EXERCISE PROMPT: Please reproduce word for word everything from the line containing "[point] red wooden" down to the last of the lines below.

EXERCISE MATERIAL:
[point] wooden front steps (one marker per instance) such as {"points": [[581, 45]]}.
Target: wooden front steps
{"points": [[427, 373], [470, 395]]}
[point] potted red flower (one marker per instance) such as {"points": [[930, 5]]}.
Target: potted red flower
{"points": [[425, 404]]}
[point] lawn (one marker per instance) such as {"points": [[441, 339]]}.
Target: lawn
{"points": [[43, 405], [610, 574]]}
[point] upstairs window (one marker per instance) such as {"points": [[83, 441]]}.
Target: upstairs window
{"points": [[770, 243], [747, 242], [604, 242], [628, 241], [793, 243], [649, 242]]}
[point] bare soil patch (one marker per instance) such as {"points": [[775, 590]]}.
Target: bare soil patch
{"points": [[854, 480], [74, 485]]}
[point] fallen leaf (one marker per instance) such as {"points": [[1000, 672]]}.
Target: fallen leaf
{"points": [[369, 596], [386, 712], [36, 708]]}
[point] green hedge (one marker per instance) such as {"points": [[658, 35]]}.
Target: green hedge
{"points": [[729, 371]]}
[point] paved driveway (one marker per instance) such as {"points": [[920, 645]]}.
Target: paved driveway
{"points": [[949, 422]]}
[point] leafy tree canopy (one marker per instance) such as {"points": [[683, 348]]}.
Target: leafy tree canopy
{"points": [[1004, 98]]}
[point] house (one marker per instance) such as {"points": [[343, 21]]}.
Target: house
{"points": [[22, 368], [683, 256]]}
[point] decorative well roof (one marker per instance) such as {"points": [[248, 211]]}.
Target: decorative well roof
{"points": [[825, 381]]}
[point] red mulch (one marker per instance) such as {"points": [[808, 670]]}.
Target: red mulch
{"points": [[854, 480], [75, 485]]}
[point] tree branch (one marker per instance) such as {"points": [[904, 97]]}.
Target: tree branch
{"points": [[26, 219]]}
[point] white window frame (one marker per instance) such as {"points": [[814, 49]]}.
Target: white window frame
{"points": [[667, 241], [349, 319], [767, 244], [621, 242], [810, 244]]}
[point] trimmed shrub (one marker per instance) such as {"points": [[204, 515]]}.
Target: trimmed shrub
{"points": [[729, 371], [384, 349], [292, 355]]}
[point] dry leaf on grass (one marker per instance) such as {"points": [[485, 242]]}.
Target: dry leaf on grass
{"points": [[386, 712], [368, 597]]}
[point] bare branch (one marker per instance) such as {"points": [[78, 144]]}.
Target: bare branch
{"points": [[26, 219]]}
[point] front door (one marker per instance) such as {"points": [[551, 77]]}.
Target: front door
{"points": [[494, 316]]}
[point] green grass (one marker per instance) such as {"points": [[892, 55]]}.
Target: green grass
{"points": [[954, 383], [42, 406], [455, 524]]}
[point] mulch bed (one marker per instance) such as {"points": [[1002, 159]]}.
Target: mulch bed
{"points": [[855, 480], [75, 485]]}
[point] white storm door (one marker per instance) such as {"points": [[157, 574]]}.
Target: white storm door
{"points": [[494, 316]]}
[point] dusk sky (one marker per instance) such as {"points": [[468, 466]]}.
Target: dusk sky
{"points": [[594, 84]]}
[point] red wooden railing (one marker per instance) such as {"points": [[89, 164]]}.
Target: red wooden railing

ANSWER TO THIS TASK:
[point] red wooden railing (one marker per instance) such as {"points": [[89, 164]]}.
Target: red wooden railing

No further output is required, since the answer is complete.